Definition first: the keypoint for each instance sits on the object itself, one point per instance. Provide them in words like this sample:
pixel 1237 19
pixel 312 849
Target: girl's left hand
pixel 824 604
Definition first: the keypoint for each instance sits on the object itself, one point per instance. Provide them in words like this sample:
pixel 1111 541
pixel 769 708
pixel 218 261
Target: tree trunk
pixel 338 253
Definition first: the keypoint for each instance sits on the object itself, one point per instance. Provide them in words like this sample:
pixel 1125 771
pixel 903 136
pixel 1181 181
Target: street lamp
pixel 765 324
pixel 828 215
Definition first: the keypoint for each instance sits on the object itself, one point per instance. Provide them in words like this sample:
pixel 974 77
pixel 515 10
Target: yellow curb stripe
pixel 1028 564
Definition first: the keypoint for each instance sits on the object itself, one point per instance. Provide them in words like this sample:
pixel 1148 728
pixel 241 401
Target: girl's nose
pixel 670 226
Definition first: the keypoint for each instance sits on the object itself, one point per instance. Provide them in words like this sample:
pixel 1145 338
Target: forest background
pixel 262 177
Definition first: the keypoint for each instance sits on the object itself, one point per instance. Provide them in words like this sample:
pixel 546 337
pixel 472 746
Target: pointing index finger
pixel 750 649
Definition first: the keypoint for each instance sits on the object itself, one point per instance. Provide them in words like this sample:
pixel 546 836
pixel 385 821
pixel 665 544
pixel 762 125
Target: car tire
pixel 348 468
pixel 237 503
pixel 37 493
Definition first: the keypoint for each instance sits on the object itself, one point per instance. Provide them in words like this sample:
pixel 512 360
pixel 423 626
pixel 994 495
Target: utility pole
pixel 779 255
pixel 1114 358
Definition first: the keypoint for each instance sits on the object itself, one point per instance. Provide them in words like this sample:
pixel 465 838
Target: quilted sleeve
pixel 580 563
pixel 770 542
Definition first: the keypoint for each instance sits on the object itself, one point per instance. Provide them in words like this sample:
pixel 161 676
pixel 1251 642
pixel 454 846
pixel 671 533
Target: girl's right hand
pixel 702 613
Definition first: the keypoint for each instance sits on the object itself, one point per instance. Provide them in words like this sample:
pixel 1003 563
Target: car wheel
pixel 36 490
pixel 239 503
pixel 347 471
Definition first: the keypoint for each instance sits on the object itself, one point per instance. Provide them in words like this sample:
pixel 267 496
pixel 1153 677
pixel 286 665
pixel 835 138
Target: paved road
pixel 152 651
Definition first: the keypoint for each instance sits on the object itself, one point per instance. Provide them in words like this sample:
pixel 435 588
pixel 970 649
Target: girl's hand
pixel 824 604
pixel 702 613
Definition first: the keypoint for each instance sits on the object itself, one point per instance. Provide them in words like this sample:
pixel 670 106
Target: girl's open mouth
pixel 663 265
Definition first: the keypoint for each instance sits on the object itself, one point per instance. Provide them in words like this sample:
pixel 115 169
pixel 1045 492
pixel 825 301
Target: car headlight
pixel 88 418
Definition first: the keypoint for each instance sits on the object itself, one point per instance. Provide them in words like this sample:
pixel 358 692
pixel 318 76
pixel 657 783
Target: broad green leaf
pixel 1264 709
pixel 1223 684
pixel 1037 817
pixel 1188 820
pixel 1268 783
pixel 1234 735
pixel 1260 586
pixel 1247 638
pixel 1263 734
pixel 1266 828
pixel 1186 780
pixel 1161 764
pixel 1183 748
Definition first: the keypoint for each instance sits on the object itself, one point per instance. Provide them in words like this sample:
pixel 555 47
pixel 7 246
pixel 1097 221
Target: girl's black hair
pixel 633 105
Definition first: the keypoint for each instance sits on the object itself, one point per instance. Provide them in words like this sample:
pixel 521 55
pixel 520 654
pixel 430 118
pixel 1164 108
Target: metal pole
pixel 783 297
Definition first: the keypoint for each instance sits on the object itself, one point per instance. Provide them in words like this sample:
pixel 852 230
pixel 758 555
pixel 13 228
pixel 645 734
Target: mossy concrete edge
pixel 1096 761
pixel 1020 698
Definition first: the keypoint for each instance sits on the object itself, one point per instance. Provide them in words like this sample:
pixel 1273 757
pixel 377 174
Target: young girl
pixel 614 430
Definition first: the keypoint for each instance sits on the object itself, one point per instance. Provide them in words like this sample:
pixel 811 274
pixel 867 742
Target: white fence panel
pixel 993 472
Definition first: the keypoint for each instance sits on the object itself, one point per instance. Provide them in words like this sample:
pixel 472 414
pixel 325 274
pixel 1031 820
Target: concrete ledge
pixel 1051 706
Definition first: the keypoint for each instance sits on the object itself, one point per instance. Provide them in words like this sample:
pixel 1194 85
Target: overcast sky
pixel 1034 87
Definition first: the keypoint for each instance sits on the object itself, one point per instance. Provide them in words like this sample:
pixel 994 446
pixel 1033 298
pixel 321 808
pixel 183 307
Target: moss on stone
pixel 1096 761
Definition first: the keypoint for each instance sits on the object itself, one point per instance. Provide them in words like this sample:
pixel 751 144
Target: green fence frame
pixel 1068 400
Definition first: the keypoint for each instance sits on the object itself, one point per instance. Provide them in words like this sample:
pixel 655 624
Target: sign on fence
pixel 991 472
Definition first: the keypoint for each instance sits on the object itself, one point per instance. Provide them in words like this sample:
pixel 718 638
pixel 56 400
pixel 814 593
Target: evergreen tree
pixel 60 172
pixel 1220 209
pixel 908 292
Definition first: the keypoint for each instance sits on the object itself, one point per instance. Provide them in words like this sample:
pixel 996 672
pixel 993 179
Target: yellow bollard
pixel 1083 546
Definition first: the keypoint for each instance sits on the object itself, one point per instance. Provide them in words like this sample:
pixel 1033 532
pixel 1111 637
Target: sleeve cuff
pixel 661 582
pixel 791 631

_THE TASK_
All lines from the start of the entries through the line where "pixel 515 10" sits should be duplicated exactly, with nothing else in the output.

_SOLUTION TO THIS TASK_
Definition first: the keypoint for each instance sits on the object itself, one point per instance. Provide them in words like this sample:
pixel 1237 19
pixel 312 849
Target: girl's left hand
pixel 824 604
Definition first: the keypoint for each instance sits on the object itself, one point per instance. Provide them in words like this sample:
pixel 1111 541
pixel 769 708
pixel 218 261
Target: tree trunk
pixel 338 253
Definition first: the keypoint for each instance sits on the object itself, one point per instance. Provide them in words like this sample:
pixel 1125 771
pixel 903 136
pixel 1181 181
Target: street lamp
pixel 765 324
pixel 828 215
Definition first: the keypoint for each instance sits on the object itself, one point per instance. Provide them in words like this sample:
pixel 974 77
pixel 515 10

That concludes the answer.